● Задание:
Ответьте по приведенному ниже тексту об эллинах и варварах в искусстве:
1. В каком веке в Италии возродились Боттичелли, Рафаэли, Тицианы и Веронезы?
2. Чьи иллюстрации к басням Крылова имели художественный успех?
3. Какой фразой для художника было «Искусство для искусства»?

● Фрагмент текста:
%%
Эллины искусства, ведущие свой род от чистокровных Фидиасов, Праксителей, Апеллесов, Полигнотов, от возродившихся вновь в Италии в XV веке Боттичелли, Рафаэлей, Тицианов, Веронезов, – были попраны. Их царственные композиции, эта необходимая сфера для выражения величайшего духа богов, казались уже холодной условностью; спокойствие изящных линий – условным изучением; гармония общего относилась к недостаточности средств.

Воцарялись варвары – угловатые, с резкими движениями, они были полны живой человеческой правды. Их живые глаза блестели настоящим чувством; композиции дышали страшным трагизмом жизни; некрасивые лица были близки сердцу; родные, знакомые аксессуары усиливали правду общего впечатления. Вместо прежних абстрактных идей этими художниками трактовалась животрепещущая тенденция начинающего жизнь общества. Искусство как искусство отодвигалось на последний план, как нечто ненужное, замедляющее восприятие, да его и понимали немногие ветераны эстетики. Художественный успех имели иллюстрации Трутовского[34] к басням Крылова. «Искусство для искусства» было пошлой, позорной фразой для художника; от нее веяло каким-то развратом, педантизмом.
%%
● Исходные записи:
%%
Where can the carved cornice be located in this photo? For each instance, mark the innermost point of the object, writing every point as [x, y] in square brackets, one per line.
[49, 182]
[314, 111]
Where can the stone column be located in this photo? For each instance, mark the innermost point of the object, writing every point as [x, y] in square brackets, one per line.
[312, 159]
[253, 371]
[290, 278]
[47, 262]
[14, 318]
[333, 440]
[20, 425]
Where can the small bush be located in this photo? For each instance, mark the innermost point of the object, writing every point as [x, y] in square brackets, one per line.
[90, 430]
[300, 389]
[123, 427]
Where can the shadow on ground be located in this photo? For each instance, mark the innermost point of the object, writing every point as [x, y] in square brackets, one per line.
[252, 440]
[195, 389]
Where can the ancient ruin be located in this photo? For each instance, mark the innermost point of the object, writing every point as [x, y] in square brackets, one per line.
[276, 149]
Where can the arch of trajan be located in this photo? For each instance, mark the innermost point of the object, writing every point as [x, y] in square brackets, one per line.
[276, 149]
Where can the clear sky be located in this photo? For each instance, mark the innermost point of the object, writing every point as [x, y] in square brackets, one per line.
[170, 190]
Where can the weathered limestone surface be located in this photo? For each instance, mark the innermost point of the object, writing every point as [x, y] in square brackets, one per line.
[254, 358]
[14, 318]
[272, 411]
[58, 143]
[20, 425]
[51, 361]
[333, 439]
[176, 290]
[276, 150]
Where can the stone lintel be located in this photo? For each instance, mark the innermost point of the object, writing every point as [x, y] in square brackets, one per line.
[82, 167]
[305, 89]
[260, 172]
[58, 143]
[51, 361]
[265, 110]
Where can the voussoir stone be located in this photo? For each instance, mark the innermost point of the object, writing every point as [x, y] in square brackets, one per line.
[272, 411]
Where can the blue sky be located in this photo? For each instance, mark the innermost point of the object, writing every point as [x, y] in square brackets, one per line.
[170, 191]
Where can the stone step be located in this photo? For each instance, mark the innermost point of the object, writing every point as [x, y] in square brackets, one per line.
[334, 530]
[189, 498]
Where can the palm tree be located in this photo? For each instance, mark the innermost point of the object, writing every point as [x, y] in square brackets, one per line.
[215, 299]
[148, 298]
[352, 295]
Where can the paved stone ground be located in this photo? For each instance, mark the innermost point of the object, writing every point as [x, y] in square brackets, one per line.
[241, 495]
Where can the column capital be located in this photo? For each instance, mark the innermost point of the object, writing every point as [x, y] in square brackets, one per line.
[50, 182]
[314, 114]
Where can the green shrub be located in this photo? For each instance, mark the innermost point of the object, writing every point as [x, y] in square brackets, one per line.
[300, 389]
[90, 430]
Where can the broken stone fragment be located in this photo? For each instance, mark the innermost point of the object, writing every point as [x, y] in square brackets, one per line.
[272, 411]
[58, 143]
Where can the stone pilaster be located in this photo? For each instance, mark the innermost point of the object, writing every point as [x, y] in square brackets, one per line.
%%
● Ответ:
1. В XV веке.
2. Иллюстрации Трутовского.
3. Пошлой, позорной фразой.